» **Aim of the task**: Could you give the data below again exactly, apart from the pictures?

» **Records for processing**:
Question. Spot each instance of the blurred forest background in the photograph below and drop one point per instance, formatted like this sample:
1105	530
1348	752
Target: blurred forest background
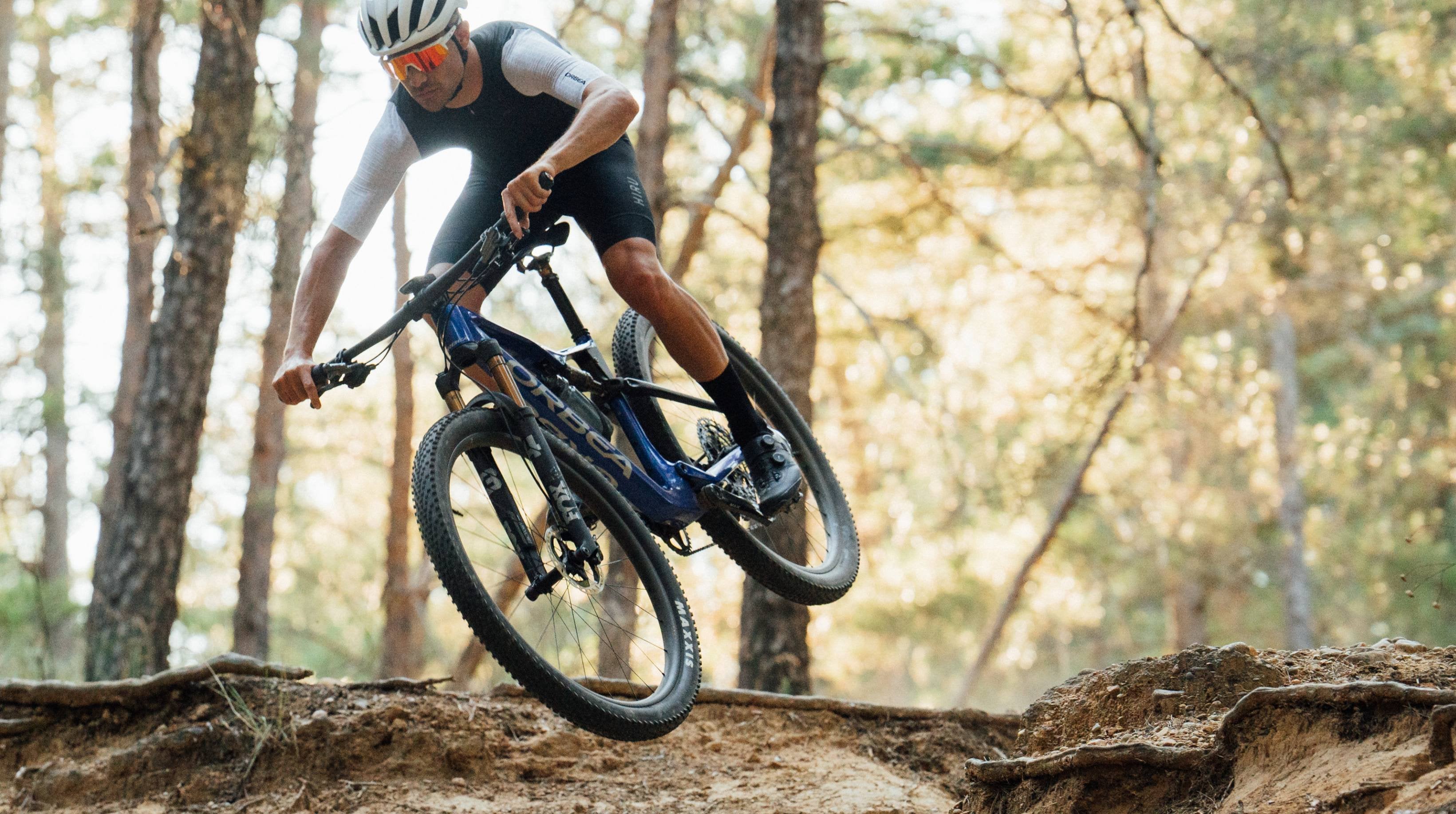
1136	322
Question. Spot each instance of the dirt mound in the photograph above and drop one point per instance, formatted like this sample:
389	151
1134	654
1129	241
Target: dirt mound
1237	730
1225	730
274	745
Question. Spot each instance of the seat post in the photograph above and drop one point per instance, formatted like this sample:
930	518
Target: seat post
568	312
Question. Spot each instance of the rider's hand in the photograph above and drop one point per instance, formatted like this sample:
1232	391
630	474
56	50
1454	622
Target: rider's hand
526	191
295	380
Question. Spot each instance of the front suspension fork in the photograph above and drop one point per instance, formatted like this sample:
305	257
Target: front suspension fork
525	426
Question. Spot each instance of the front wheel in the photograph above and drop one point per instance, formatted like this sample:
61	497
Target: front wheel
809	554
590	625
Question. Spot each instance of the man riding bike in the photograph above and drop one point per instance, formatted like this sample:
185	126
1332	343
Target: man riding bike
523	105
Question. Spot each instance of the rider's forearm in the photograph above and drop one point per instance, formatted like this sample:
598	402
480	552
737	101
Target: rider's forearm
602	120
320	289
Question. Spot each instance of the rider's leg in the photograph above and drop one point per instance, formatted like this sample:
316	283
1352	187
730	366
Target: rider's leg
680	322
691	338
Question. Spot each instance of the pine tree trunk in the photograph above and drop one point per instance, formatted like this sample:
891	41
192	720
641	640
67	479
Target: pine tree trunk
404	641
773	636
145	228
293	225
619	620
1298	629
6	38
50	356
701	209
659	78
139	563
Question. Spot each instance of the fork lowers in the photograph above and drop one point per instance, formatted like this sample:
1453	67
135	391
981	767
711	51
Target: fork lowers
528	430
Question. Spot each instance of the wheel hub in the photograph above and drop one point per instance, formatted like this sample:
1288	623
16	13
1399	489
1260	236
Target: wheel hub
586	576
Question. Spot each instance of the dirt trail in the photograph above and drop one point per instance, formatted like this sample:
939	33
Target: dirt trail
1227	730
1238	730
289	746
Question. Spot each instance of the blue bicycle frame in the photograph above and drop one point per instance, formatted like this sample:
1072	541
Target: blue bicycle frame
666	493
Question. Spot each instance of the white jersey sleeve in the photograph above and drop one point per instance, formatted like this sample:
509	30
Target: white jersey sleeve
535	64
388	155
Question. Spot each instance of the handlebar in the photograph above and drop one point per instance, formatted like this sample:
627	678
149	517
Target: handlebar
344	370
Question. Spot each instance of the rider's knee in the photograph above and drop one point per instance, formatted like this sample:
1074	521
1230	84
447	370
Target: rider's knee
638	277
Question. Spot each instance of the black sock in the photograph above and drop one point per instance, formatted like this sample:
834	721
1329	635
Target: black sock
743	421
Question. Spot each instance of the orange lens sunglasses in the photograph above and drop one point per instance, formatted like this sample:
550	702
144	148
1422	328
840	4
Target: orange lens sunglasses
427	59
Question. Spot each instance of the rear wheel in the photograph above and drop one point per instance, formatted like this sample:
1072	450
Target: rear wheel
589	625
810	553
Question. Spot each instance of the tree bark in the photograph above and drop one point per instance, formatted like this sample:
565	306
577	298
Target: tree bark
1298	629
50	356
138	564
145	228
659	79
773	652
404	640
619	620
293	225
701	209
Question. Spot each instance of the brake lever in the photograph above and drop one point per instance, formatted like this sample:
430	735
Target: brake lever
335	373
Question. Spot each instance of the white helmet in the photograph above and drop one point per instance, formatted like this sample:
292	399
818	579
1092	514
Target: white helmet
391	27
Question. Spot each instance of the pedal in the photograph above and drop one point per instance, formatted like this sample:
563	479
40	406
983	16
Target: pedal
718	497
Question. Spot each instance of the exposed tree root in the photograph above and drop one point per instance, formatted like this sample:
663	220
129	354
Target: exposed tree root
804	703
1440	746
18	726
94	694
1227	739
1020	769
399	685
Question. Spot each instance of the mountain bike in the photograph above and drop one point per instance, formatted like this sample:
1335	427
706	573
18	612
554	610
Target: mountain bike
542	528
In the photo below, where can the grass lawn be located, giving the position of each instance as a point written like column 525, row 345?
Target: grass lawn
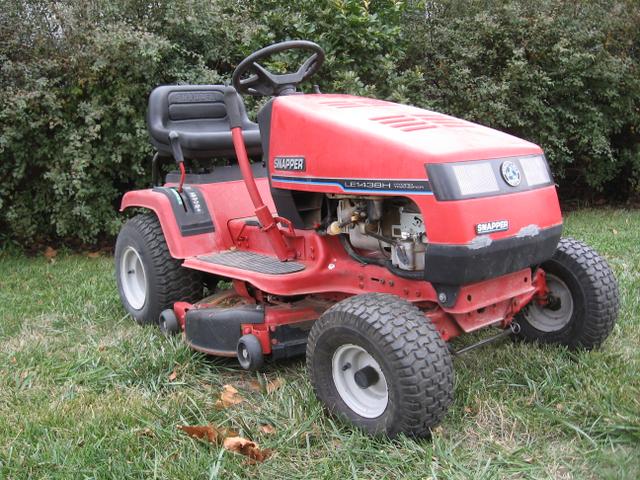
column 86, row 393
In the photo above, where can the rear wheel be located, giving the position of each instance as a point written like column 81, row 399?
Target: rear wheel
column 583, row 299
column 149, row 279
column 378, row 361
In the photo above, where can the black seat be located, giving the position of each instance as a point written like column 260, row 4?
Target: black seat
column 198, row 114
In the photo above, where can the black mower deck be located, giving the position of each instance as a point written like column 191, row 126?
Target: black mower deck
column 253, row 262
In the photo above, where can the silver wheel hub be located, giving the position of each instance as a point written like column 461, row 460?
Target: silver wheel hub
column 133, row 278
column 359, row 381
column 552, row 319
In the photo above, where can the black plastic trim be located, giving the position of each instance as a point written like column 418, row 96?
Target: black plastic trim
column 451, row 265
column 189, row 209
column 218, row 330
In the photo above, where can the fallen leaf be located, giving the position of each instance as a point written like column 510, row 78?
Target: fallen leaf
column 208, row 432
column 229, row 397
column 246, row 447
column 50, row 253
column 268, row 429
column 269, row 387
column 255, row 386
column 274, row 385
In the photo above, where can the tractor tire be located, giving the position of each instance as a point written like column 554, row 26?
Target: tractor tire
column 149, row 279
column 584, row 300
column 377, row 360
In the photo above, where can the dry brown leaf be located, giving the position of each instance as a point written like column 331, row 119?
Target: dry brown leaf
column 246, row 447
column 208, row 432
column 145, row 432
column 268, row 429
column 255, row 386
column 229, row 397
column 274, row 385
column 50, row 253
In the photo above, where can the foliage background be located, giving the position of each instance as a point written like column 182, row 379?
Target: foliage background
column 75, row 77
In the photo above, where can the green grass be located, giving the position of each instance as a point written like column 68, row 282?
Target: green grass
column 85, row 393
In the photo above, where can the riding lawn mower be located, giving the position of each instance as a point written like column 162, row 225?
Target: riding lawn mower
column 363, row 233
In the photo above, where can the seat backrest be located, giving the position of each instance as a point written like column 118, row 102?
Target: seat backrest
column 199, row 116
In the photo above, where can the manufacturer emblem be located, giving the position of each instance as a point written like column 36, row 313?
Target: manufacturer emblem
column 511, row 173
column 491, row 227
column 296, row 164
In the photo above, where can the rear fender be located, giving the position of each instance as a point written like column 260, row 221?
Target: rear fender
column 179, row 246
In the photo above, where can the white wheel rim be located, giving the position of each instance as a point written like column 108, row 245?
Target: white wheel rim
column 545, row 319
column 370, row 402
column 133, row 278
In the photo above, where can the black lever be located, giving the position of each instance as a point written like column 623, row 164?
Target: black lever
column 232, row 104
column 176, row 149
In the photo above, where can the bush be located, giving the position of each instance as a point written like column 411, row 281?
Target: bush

» **Answer**:
Question. Spot each instance of the blurred forest background in the photograph below and drop one point per instance, formatted like this sample:
1105	530
1348	752
Target: blurred forest background
1136	322
Question. Spot each instance of the dirt mound in the photograph above and drop one point per instance, formatted like this sample:
389	151
1134	654
1129	241
Target: dirt mound
1237	730
1225	730
274	745
Question. Spot each instance of the seat post in the photograph above and drop one point per instance, formatted like this sample:
930	518
Target: seat post
568	312
Question. Spot each instance of the rider's hand in the photograph above and drop one point per instance, formatted like this sample:
1232	391
630	474
56	50
1454	622
Target: rider's hand
526	191
295	380
Question. Spot each instance of the front suspension fork in the photograph above and drop one point per instance, formatted like this sample:
305	257
Target: front suspension fork
525	426
Question. Spot each instance of the front wheel in the photograph above and drop one point per instance, formatted like this sample:
61	497
Target: front wheel
809	554
590	625
Question. Spot each instance of the man riding bike in the photograph above and drop one point per instance, formatted like this sample:
185	126
1332	343
Target: man riding bike
523	105
Question. Spot each instance of the rider's forearm in the photograph above and drop one point per instance, formatted like this sample:
598	402
480	552
737	101
Target: rider's forearm
602	120
320	289
Question. Spot each instance of the rider's leg in the photograph above and drop one point per instance, formatted like this sample:
316	283
1352	187
730	366
Target: rider's leg
680	322
691	338
Question. Spot each instance of the pine tree trunk in the photograph above and drop one point per instance, formatted like this sample:
891	41
192	720
641	640
67	479
Target: pine tree trunk
404	641
773	636
145	228
293	225
619	620
1298	629
6	38
50	356
701	209
659	78
139	563
Question. Spot each instance of the fork lowers in the photograph above and drop one point per instance, formatted like this sample:
1453	67
135	391
981	767
711	51
Target: fork lowers
528	430
Question. Spot each instance of the wheel hub in the photograph above and drop one point per instance, formatted like this sample:
1288	623
16	13
1399	489
1260	236
Target: wheel hub
586	576
Question. Spot each instance of the dirt trail in the photograph above and drop one point per instance, formatted like this sample:
939	33
Target: dirt trail
1227	730
1238	730
289	746
Question. Spot each instance of the blue bicycle frame in the photograph above and drop one point per instance, formatted like this sample:
1072	541
Target: blue bicycle frame
666	493
Question. Spot each instance of the white jersey sleeve in the photograph above and drop one point per instance, formatted like this sample:
509	30
Target: white jersey sleeve
535	64
388	155
Question. Spot each instance of the handlebar in the photograph above and drop one point per instance, formatted like this sample:
627	678
149	517
Target: handlebar
344	370
Question. Spot each instance of the rider's knee in the photograph above and drop one point per instance, formatted like this sample:
1074	521
1230	84
447	370
Target: rider's knee
638	277
Question. Spot each instance of the black sock in the photograph above and drop one point per instance, formatted like this sample:
834	721
1329	635
Target: black sock
743	421
Question. Spot each instance of the orange lens sunglasses in the photograph above and drop one point per instance, formatted like this sample:
550	702
144	148
1422	328
840	4
Target: orange lens sunglasses
427	59
Question. Spot each instance of the rear wheel in the photograph above and drop one point per instance, formatted like this sample:
1072	450
Target: rear wheel
589	625
810	553
Question. Spot each instance of the tree bark in the photograph above and drop one point per instance, formatted like this sample:
565	306
577	298
Target: tree bark
1298	629
50	356
138	564
145	228
659	79
773	652
404	640
619	620
293	225
701	209
Question. Spot each instance of the brake lever in the photograph above and drop one point per instance, formatted like this sample:
430	735
Target: brake lever
335	373
Question. Spot each instance of the white helmet in the photograph above and drop one point per instance, formatted like this sample:
292	399
818	579
1092	514
Target: white helmet
391	27
Question. Spot each instance of the pedal in the photograph above and drop one point per instance, formatted like this sample:
563	479
40	406
983	16
Target: pedal
718	497
Question. Spot each instance of the exposed tree root in the photograph above and drop one point per instance, formatted like this sample:
663	220
129	354
Target: exposed tree root
804	703
1440	746
18	726
94	694
1227	739
1020	769
399	685
Question. Spot each instance of the mountain bike in the photograph above and drop one point per instance, formatted like this sample:
1335	427
706	573
18	612
554	610
Target: mountain bike
542	528
In the photo below, where can the grass lawn be located, giving the position of each instance as a point written like column 525, row 345?
Target: grass lawn
column 86, row 393
In the photo above, where can the rear wheel be located, giving the position of each instance as a point written like column 81, row 399?
Target: rear wheel
column 583, row 299
column 149, row 279
column 378, row 361
In the photo above, where can the black seat be located, giving the position of each instance as a point written like column 260, row 4?
Target: black seat
column 198, row 114
In the photo above, where can the black mower deck be located, giving the position of each instance as a point written like column 191, row 126?
Target: black mower deck
column 253, row 262
In the photo above, where can the silver wheel hub be located, giving the position of each instance as a point written like column 461, row 460?
Target: silver wheel hub
column 133, row 278
column 359, row 381
column 552, row 319
In the photo above, where can the black plastic trim be located, giving the position of each instance as a point written like column 418, row 96?
Target: black plastic trim
column 451, row 265
column 189, row 209
column 218, row 330
In the photo above, where can the fallen leaf be located, giving the position of each instance as a point written like column 510, row 78?
Target: fallen leaf
column 208, row 432
column 229, row 397
column 246, row 447
column 50, row 253
column 268, row 429
column 269, row 387
column 255, row 386
column 274, row 385
In the photo above, where can the tractor tire be located, giving the position of each instance as a point written like column 554, row 26?
Target: tractor tire
column 149, row 279
column 584, row 300
column 377, row 360
In the photo above, where can the dry brown leaf be located, giving the position of each instance as a point written like column 331, row 119?
Target: dry brown leaf
column 246, row 447
column 208, row 432
column 145, row 432
column 268, row 429
column 255, row 386
column 229, row 397
column 274, row 385
column 50, row 253
In the photo above, where can the foliage background be located, giving the position of each instance as a point written like column 182, row 379?
Target: foliage background
column 75, row 77
In the photo above, where can the green grass be located, giving the position of each instance as a point written like column 68, row 282?
Target: green grass
column 85, row 393
In the photo above, where can the riding lawn mower be located, giving the position of each instance as a point written like column 162, row 225?
Target: riding lawn mower
column 363, row 233
In the photo above, where can the seat backrest be located, giving the position of each instance as a point written like column 118, row 102?
Target: seat backrest
column 199, row 116
In the photo above, where can the manufacturer emblem be located, giving the position of each instance as a point written like column 36, row 313?
Target: manufacturer emblem
column 511, row 173
column 491, row 227
column 296, row 164
In the photo above, where can the rear fender be located, giving the position of each instance as a point written like column 260, row 221?
Target: rear fender
column 179, row 246
In the photo above, where can the white wheel rim be located, giving the position of each instance as a point written like column 108, row 245?
Target: white wheel rim
column 545, row 319
column 370, row 402
column 133, row 278
In the photo above, where can the black lever be located, giving the position of each instance as a point written like column 623, row 164?
Target: black lever
column 232, row 104
column 176, row 149
In the photo above, where can the bush be located, giving the position of each instance as a point written like column 411, row 281?
Target: bush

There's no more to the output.